» **Assignment**
Look for the string "TARGET" in the listing below and copy every line in which it appears.

» **Supplied material**
-- Opening Marker --

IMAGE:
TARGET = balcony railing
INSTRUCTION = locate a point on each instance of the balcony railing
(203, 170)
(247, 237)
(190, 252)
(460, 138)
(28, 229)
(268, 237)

-- Closing Marker --
-- Opening Marker --

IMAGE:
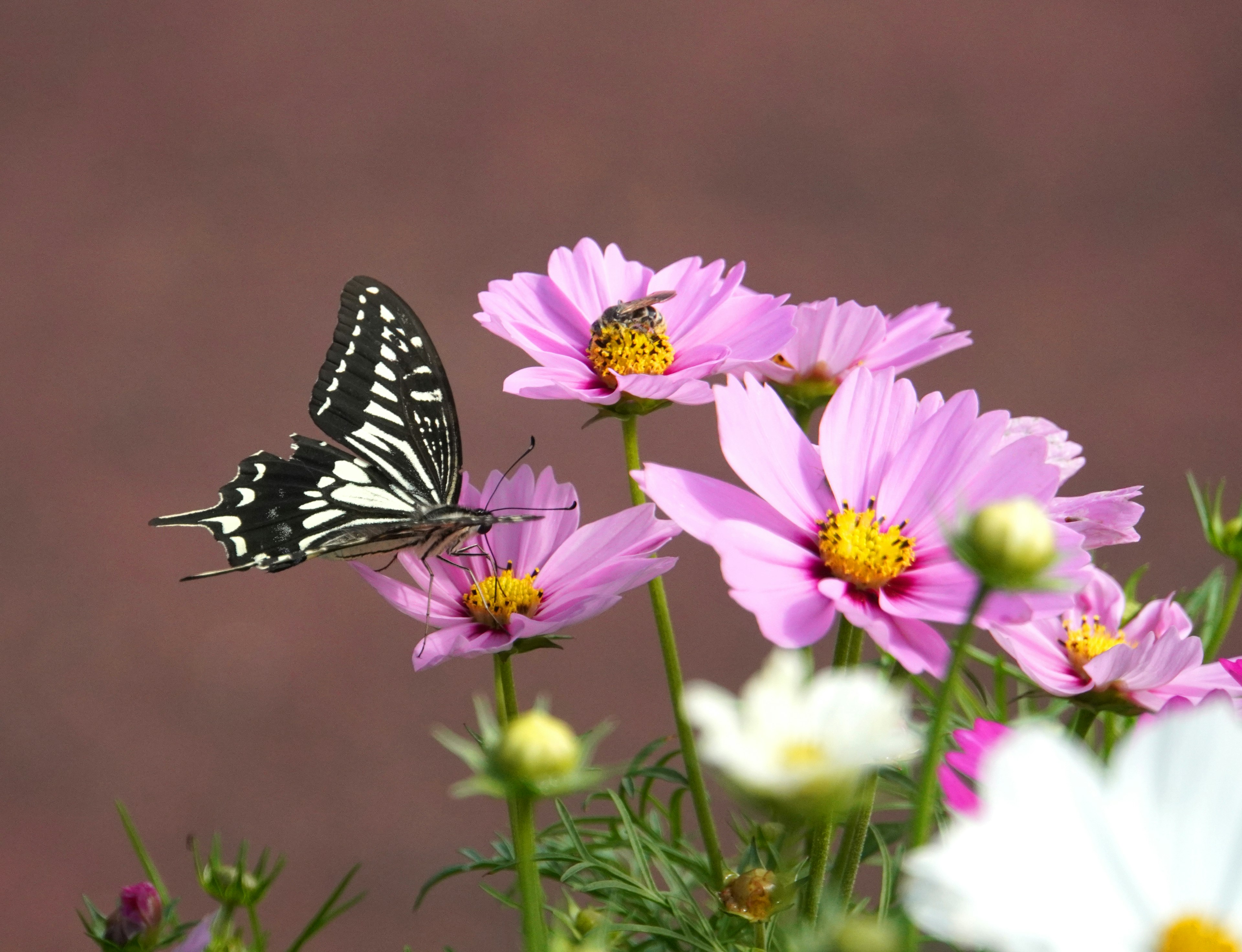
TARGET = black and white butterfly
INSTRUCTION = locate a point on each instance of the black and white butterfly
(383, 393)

-- Closing Marker --

» **Solution for this problem**
TARGET = balcony railing
TARGET = black and white butterfly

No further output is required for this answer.